### Given text
3. I pray. There is so much to pray about in parenting. When my perceptive little munchkins remind me of my shortcomings, I'm reminded to pray for a change in my behavior. I've felt some growing pains as God works on my sinful words and actions, but I emerge a better mom afterward. Often I ask God to reveal things I'm not even aware of that affect my parenting. And, of course, I pray that each day my children will grow closer to God.
4. I depend on the Holy Spirit. One of my biggest challenges is letting the Holy Spirit work in my kids' lives. Even though I still need to guide and discipline, the Spirit should be active and alive in their hearts. And because every one of my five children is different, that activity varies from child to child. I've prayed that the Spirit will give one child confidence of who he is in Christ—something I struggle with in my life. I've prayed that another child will treat others with love and compassion, despite our failures to be patient and loving at home.

### Directions
Please answer these questions using the parenting text.
(a) What does the writer pray for the children each day?
(b) What does the writer name as one of the biggest challenges?
(c) How many children does the writer have?

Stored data
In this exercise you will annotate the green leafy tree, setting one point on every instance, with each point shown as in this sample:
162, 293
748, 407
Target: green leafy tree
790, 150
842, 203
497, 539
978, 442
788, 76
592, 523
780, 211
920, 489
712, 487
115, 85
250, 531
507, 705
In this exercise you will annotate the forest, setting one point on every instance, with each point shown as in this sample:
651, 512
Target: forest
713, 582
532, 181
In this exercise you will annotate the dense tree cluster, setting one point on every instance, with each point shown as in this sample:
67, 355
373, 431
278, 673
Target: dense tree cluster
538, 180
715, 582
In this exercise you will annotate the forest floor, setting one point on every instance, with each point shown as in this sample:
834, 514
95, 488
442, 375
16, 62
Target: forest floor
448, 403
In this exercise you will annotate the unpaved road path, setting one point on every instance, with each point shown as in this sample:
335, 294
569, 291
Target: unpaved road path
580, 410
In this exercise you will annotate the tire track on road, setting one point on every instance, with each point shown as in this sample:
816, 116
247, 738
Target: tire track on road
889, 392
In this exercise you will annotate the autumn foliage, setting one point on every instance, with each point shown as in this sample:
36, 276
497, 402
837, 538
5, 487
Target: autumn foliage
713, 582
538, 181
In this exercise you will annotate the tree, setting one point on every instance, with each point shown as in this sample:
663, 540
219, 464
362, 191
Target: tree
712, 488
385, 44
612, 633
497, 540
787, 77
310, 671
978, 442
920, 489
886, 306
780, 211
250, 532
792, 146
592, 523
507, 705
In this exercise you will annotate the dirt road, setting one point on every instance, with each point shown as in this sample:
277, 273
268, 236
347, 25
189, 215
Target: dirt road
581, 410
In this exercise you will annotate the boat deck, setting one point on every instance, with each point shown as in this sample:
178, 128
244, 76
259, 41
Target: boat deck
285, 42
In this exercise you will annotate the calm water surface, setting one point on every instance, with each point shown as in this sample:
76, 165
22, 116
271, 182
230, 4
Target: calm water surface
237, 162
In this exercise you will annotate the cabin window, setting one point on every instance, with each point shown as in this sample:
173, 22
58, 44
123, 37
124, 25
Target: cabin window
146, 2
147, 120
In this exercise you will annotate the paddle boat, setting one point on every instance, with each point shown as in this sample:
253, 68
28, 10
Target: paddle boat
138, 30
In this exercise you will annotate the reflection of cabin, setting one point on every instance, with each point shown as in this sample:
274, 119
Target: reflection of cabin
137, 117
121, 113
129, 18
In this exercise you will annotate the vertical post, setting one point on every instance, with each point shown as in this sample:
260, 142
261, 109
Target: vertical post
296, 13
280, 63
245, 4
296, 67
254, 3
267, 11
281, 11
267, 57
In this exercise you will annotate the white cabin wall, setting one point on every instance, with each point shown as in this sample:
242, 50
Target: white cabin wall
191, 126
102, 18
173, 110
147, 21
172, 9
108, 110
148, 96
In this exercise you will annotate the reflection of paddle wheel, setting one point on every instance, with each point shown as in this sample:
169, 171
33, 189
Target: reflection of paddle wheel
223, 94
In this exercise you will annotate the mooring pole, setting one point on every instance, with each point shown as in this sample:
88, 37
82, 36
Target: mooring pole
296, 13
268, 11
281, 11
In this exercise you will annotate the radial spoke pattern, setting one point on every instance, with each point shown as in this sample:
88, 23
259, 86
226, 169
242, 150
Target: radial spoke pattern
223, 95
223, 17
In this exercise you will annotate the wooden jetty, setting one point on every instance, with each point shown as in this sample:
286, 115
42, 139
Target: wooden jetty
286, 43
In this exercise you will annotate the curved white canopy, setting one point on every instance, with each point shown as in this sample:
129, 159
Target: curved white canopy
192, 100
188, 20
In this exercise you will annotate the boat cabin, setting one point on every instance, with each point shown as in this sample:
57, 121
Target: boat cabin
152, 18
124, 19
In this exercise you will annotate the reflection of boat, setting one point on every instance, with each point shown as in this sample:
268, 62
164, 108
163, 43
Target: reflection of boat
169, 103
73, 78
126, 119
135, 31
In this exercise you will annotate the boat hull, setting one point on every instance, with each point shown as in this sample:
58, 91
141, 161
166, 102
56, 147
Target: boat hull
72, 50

### Answer box
(a) That each day the children will grow closer to God.
(b) Letting the Holy Spirit work in the kids' lives.
(c) Five.